EXERCISE
Please copy the forum thread about voting for Ava in an online dog contest in full, word for word.

SUPPLIED TEXT

☆ ☆ ☆ ☆ ☆

Voted again she now has 599 :chili::aktion033::chili:


----------



## Snowball Pie's Mommi

The A Team said:


> I know, I know...these contests that you have to vote on are such a pain in the butt!!! I can't stand them....but I entered one anyway....:blush::blush:
> 
> You can vote every 12 hours....so I'll be watching you.....
> 
> 
> https://moderndogmagazine.com/stardog/entry/ava-0
> 
> 
> come on.....give us a vote. .....ummmm....daily.....:behindsofa:
> 
> Thanks!!! I'd love to win one of these things one of these days........:blink::innocent:


Hah! You're watching, eh? B)

Well, I have two I-Pads here (yup, my older one and my newer one) One uses AT&T ... and, the other one is on Verizon! And, I have my MacPro! So, maybe I can vote three times in a row! :chili::chili::chili:

I could ask Seri to vote for you, too, :chili:

I just voted on FB. :chili:


----------



## Sushi's Mom

Up to 716!


----------



## The A Team

Sushi's Mom said:


> Up to 716!


 
WOW! Really???? That is so cool!!!! Thank you, my friends!!! :aktion033::aktion033:


----------



## iLoveMisty

Voted agaaaaiiinnn lol. 754 !! :thumbsup:


----------



## The A Team

I think she's up to 754 or around there....but the number 1 dog has over 1800 votes!!! Holy Mackeral!!!!:blink::smilie_tischkante:


----------



## nwyant1946

*Just voted again...757...*


----------



## Lindy

Bump! Ava just has to win!


----------



## TLR

765


----------



## Matilda's mommy

780


----------



## lynda

up to 792:thumbsup:


----------



## educ8m

794!


----------



## TanyaT

801  Now in 5th place


----------



## iLoveMisty

828 ^-^


----------



## sdubose

Just voted again.

☆ ☆ ☆ ☆ ☆

INFORMATION PROVIDED
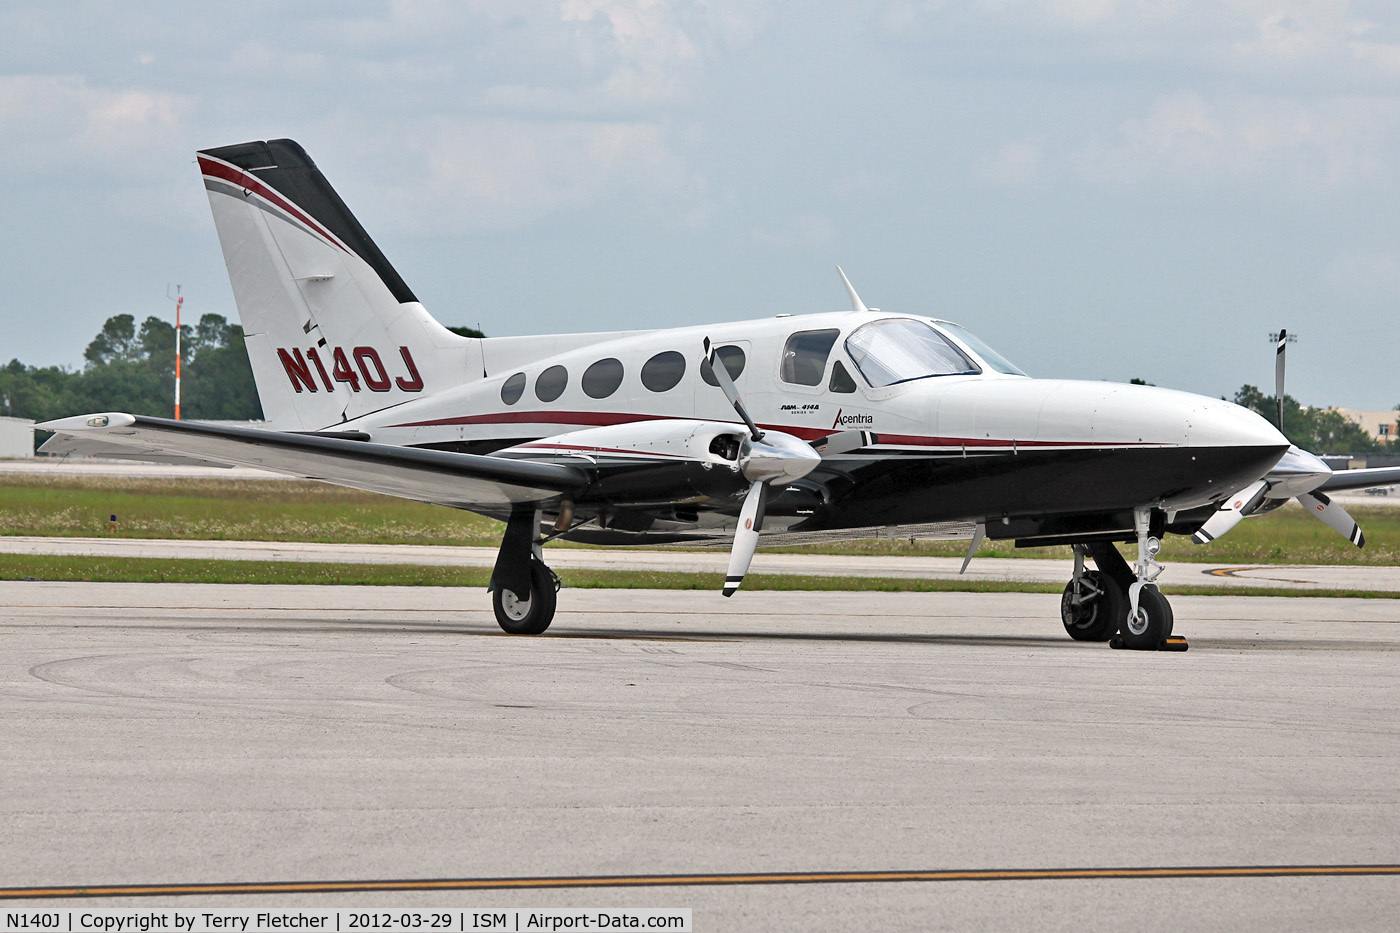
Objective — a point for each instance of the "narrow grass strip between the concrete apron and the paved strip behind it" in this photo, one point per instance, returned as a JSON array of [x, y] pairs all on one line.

☆ ☆ ☆ ☆ ☆

EXERCISE SOLUTION
Voted again she now has 599 :chili::aktion033::chili:


----------



## Snowball Pie's Mommi

The A Team said:


> I know, I know...these contests that you have to vote on are such a pain in the butt!!! I can't stand them....but I entered one anyway....:blush::blush:
> 
> You can vote every 12 hours....so I'll be watching you.....
> 
> 
> https://moderndogmagazine.com/stardog/entry/ava-0
> 
> 
> come on.....give us a vote. .....ummmm....daily.....:behindsofa:
> 
> Thanks!!! I'd love to win one of these things one of these days........:blink::innocent:


Hah! You're watching, eh? B)

Well, I have two I-Pads here (yup, my older one and my newer one) One uses AT&T ... and, the other one is on Verizon! And, I have my MacPro! So, maybe I can vote three times in a row! :chili::chili::chili:

I could ask Seri to vote for you, too, :chili:

I just voted on FB. :chili:


----------



## Sushi's Mom

Up to 716!


----------



## The A Team

Sushi's Mom said:


> Up to 716!


 
WOW! Really???? That is so cool!!!! Thank you, my friends!!! :aktion033::aktion033:


----------



## iLoveMisty

Voted agaaaaiiinnn lol. 754 !! :thumbsup:


----------



## The A Team

I think she's up to 754 or around there....but the number 1 dog has over 1800 votes!!! Holy Mackeral!!!!:blink::smilie_tischkante:


----------



## nwyant1946

*Just voted again...757...*


----------



## Lindy

Bump! Ava just has to win!


----------



## TLR

765


----------



## Matilda's mommy

780


----------



## lynda

up to 792:thumbsup:


----------



## educ8m

794!


----------



## TanyaT

801  Now in 5th place


----------



## iLoveMisty

828 ^-^


----------



## sdubose

Just voted again.